— PROBLEM STATEMENT —
Extract every line of the material below and reproduce it faithfully.

>> start RECORDS PROVIDED

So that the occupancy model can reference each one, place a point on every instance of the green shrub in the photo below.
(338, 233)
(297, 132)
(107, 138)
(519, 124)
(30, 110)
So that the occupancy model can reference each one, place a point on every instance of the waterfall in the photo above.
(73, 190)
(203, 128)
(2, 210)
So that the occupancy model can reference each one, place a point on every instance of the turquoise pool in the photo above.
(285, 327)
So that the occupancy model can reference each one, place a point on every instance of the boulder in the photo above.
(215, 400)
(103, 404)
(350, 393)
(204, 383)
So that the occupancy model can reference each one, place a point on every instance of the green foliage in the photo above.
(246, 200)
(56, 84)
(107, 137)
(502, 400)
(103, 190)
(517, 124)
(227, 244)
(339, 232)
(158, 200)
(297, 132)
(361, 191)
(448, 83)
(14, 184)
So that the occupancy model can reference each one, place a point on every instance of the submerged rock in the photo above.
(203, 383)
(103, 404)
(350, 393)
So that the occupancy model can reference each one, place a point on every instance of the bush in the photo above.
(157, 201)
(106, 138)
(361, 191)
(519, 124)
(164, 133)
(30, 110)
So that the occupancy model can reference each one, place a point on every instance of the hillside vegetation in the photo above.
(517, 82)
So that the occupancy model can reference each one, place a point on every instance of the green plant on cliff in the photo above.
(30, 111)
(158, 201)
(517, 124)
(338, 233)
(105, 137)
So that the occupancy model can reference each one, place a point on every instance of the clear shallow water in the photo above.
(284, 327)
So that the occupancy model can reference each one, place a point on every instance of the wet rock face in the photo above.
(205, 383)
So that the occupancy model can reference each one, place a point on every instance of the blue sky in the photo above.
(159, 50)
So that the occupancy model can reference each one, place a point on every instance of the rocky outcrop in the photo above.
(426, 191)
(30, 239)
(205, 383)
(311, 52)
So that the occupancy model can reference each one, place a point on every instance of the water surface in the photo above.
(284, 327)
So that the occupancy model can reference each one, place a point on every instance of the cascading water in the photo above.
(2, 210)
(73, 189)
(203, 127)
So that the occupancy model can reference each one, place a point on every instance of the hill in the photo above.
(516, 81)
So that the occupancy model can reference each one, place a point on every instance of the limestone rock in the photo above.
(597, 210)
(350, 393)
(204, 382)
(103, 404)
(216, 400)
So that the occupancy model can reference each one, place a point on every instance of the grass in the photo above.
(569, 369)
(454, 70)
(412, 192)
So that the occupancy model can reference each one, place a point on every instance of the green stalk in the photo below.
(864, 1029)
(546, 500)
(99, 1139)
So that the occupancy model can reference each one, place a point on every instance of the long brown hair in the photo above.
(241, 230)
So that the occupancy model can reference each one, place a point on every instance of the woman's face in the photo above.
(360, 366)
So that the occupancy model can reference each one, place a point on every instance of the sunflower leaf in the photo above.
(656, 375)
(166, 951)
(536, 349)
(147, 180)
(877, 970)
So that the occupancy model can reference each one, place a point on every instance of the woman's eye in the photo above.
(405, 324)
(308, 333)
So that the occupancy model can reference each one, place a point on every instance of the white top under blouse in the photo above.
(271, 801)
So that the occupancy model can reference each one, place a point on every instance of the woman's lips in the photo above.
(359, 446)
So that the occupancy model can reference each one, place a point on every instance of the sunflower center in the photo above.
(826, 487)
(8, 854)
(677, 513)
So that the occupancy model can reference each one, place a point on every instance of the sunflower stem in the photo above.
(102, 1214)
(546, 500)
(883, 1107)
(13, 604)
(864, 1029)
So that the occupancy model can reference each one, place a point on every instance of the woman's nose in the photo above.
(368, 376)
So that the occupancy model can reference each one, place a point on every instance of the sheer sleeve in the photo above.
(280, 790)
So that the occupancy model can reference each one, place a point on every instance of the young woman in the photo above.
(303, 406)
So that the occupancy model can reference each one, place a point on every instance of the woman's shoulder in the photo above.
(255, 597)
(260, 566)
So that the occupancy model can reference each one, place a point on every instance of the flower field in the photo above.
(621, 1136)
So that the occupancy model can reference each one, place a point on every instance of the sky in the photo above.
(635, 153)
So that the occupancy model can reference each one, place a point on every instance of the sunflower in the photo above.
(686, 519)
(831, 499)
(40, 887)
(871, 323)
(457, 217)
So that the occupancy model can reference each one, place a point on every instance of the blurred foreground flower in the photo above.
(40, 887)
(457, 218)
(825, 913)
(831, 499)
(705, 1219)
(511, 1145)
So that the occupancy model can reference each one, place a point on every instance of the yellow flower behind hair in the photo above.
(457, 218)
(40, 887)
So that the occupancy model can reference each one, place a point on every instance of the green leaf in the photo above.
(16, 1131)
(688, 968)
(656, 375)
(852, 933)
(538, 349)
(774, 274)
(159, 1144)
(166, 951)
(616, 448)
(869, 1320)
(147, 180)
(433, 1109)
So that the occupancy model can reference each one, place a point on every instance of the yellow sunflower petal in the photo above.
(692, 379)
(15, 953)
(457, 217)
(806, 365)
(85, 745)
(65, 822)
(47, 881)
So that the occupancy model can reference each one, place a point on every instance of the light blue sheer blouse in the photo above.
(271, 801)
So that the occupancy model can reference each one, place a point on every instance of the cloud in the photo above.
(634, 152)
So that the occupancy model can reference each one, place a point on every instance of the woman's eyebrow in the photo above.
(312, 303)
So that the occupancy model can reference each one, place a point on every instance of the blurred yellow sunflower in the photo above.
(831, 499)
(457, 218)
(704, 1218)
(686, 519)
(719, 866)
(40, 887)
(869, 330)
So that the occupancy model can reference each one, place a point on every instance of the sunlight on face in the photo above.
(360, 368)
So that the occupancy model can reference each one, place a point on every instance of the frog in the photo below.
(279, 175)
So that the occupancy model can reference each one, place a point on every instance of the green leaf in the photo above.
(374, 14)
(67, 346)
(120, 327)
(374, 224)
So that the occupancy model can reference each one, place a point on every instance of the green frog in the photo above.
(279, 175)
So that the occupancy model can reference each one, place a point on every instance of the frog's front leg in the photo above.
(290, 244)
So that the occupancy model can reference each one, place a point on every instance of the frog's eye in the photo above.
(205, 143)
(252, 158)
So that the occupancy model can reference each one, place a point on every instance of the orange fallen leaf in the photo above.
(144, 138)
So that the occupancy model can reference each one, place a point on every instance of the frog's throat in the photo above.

>> end RECORDS PROVIDED

— THE ANSWER —
So that the occupancy model can reference each one, place a point on every instance of the green shrub in the photo below.
(338, 233)
(297, 132)
(107, 138)
(519, 124)
(30, 110)
So that the occupancy model can reference each one, place a point on every instance of the waterfall in the photo above.
(73, 190)
(203, 128)
(2, 210)
So that the occupancy model can reference each one, place a point on every instance of the turquoise pool in the photo above.
(285, 327)
So that the occupancy model can reference each one, place a point on every instance of the boulder in the photo above.
(215, 400)
(103, 404)
(350, 393)
(204, 383)
So that the occupancy model can reference each one, place a point on every instance of the green foliage in the photo above.
(246, 200)
(56, 84)
(107, 137)
(502, 400)
(103, 190)
(517, 124)
(227, 244)
(339, 232)
(158, 200)
(297, 132)
(361, 191)
(448, 83)
(14, 184)
So that the occupancy model can reference each one, place a point on every instance of the submerged rock in the photo above.
(203, 383)
(103, 404)
(350, 393)
So that the occupancy model can reference each one, place a point on every instance of the bush in the photo above.
(157, 201)
(106, 138)
(361, 191)
(519, 124)
(164, 133)
(30, 110)
So that the occupancy model can reference each one, place a point on every instance of the hillside vegetation in the photo above.
(517, 82)
So that the occupancy model can reference each one, place a point on every instance of the green plant on cliff in the photo above.
(30, 111)
(158, 201)
(517, 124)
(338, 233)
(105, 137)
So that the occupancy model can reference each one, place a point on every instance of the clear shallow water in the photo above.
(284, 327)
So that the occupancy model can reference each one, place a point on every instance of the wet rock face in the photo above.
(205, 383)
So that the occupancy model can reference each one, place a point on every instance of the blue sky in the photo above.
(159, 50)
So that the occupancy model can reference each one, place a point on every instance of the rocky outcrop in the photo above.
(426, 191)
(30, 239)
(205, 383)
(311, 52)
So that the occupancy model can reference each one, place a point on every instance of the water surface in the photo above.
(284, 327)
So that the occupancy model can reference each one, place a point on every instance of the cascading water in the photo above.
(2, 210)
(73, 189)
(203, 127)
So that the occupancy model can reference each one, place a point on every instance of the hill in the photo above.
(516, 81)
So that the occupancy model can reference each one, place a point on every instance of the limestone rock in the photo above.
(597, 210)
(350, 393)
(204, 382)
(103, 404)
(216, 400)
So that the occupancy model can reference each one, place a point on every instance of the grass in the photo above.
(569, 369)
(454, 70)
(412, 192)
So that the occupancy model can reference each one, place a point on every instance of the green stalk in the photo below.
(864, 1029)
(546, 500)
(99, 1139)
So that the occupancy model can reference each one, place a point on every instance of the long brown hair in the photo above.
(241, 230)
So that the occupancy model can reference each one, place a point on every instance of the woman's face in the photo above.
(360, 366)
So that the occupancy model can reference each one, place a point on every instance of the sunflower leaf in the photo above.
(656, 375)
(166, 951)
(536, 349)
(147, 180)
(877, 970)
So that the occupancy model can reference each one, place a point on every instance of the woman's eye in the photo above.
(405, 324)
(308, 333)
So that the occupancy model can reference each one, place a point on every instance of the white top under blouse in the photo above.
(271, 801)
So that the occupancy model can reference each one, place a point on every instance of the woman's lips in the photo above.
(359, 446)
So that the occupancy model can reference each one, place a point on every instance of the sunflower center in the photo above.
(826, 487)
(8, 854)
(677, 513)
So that the occupancy model can reference each one, place a point on every instance of the sunflower stem in the photo above.
(102, 1214)
(546, 500)
(883, 1107)
(13, 604)
(864, 1029)
So that the occupancy model can reference each one, place a point on every instance of the woman's nose in the photo above.
(368, 376)
So that the occupancy model can reference each one, place a point on every instance of the sheer sleeve in the photo above.
(280, 790)
So that the occupancy model can reference each one, place a point on every instance of the young woman in the photo above.
(303, 406)
So that the occupancy model can reference each one, place a point on every instance of the woman's shoulder in the photo above.
(255, 597)
(260, 566)
So that the occupancy model can reference each one, place a point on every instance of the flower field in the photo above.
(621, 1136)
So that the occupancy model can reference each one, place a point on every instance of the sky in the photo above.
(635, 153)
So that the occupancy model can reference each one, place a point on every instance of the sunflower in the photo above.
(686, 519)
(831, 499)
(40, 887)
(871, 323)
(457, 217)
So that the occupancy model can reference each one, place a point on every instance of the blurred foreground flower in the photo above.
(40, 887)
(457, 218)
(825, 913)
(831, 499)
(705, 1219)
(511, 1145)
So that the occupancy model can reference each one, place a point on every instance of the yellow flower behind hair in the photo above.
(457, 218)
(40, 887)
So that the occupancy model can reference each one, place a point on every instance of the green leaf in the photo above.
(16, 1131)
(688, 968)
(656, 375)
(852, 933)
(538, 349)
(774, 274)
(159, 1144)
(166, 951)
(616, 448)
(869, 1320)
(147, 180)
(433, 1109)
So that the occupancy model can reference each one, place a point on every instance of the yellow sunflower petal in the photo above.
(692, 379)
(15, 953)
(457, 217)
(806, 365)
(85, 745)
(65, 822)
(47, 881)
So that the occupancy model can reference each one, place a point on every instance of the light blue sheer blouse in the photo above.
(271, 801)
So that the occupancy model can reference each one, place a point on every instance of the cloud in the photo above.
(634, 152)
So that the occupancy model can reference each one, place a point on every instance of the woman's eyebrow in the photo above.
(312, 303)
So that the occupancy model can reference each one, place a point on every instance of the blurred yellow sunflower in the photo above.
(831, 499)
(457, 218)
(704, 1218)
(686, 519)
(719, 866)
(40, 887)
(869, 330)
So that the occupancy model can reference each one, place a point on every instance of the sunlight on face in the photo above.
(360, 368)
So that the occupancy model can reference each one, place a point on every instance of the frog in the photo below.
(279, 175)
So that the occupancy model can reference each one, place a point on every instance of the green leaf in the photo above.
(374, 14)
(67, 346)
(120, 327)
(374, 224)
So that the occupancy model can reference each one, place a point on every instance of the green frog in the photo above.
(279, 175)
So that the occupancy model can reference each one, place a point on every instance of the frog's front leg in the photo above.
(290, 244)
So that the occupancy model can reference each one, place a point on every instance of the frog's eye in the photo above.
(205, 143)
(252, 158)
So that the occupancy model can reference each one, place a point on every instance of the orange fallen leaf in the photo above.
(144, 138)
So that the occupancy model can reference each one, place a point on every instance of the frog's throat in the photo above.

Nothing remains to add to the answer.